* Work task *
Given the listing that follows, report all lines in which the string "this" occurs.

* Given entries *
• • • • •
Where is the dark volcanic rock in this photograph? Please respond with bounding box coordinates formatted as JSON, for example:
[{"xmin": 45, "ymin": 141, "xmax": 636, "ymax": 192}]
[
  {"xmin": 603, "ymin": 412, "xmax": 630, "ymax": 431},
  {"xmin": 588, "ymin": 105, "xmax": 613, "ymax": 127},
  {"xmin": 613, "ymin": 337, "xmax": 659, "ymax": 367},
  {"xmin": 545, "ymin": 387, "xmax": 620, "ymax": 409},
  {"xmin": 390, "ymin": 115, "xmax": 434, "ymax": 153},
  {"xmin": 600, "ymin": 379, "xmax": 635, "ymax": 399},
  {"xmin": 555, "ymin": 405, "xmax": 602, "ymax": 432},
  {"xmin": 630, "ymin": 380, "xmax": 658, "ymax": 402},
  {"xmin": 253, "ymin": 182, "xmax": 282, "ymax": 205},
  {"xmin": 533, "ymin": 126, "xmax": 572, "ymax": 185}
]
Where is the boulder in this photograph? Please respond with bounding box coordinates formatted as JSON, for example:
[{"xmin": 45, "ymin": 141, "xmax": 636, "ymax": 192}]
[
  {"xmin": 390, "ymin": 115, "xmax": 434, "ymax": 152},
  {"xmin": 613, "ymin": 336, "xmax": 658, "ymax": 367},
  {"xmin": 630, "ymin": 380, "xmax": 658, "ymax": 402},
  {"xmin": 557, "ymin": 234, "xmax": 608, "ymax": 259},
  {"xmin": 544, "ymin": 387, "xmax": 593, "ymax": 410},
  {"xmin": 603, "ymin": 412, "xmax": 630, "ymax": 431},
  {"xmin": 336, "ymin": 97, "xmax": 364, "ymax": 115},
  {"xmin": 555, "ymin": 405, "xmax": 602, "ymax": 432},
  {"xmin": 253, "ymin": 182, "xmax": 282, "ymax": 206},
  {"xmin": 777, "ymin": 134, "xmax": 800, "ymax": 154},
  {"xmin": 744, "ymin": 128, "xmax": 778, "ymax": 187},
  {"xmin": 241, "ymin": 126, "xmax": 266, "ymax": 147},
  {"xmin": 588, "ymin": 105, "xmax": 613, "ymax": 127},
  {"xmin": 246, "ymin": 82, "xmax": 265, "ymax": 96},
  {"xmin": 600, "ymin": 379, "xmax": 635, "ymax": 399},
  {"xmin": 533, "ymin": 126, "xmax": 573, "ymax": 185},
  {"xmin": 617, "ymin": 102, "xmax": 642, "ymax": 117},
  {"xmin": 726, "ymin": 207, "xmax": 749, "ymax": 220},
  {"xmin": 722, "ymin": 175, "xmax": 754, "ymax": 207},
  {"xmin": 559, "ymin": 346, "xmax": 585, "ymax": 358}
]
• • • • •
* Output *
Where is the dark volcanic rock in this photograph? Please respond with bounding box coordinates formatted as JSON, for example:
Where is the boulder in this photograph? Please respond with bounding box coordinates formatted as JSON, for example:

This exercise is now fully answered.